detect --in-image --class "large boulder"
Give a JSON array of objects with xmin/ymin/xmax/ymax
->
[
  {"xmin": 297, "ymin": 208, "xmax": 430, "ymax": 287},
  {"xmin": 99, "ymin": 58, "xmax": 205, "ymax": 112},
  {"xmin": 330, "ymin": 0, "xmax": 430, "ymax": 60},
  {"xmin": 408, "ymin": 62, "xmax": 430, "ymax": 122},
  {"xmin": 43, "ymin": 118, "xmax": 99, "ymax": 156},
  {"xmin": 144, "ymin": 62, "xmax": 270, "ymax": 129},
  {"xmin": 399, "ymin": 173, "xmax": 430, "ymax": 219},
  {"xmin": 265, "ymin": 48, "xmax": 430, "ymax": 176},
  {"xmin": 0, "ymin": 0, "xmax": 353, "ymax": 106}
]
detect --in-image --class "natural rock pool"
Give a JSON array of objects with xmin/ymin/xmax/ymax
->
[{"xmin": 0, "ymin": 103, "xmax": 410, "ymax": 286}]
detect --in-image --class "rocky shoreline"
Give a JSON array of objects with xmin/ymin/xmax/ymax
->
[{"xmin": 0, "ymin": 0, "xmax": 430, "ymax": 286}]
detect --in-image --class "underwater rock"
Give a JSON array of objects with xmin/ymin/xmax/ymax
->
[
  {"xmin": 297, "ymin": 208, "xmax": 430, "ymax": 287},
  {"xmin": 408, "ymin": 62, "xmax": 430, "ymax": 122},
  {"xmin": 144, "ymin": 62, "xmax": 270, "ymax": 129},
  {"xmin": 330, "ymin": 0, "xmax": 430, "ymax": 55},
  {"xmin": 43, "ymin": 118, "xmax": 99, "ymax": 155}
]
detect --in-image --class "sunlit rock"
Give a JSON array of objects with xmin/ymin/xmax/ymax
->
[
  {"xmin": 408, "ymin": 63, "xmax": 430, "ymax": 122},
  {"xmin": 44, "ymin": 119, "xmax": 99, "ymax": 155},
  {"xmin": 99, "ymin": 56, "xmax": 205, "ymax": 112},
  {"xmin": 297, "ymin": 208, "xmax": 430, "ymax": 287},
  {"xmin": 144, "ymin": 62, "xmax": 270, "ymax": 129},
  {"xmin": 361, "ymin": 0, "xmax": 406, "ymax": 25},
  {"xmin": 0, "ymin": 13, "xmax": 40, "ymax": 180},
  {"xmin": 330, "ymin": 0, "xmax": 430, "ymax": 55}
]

====================

• WRITTEN EXERCISE:
Count the lines in the entries above that contain the string "detect", treating uppercase and lowercase as different, and reply with the number alone.

• WORKED ANSWER:
5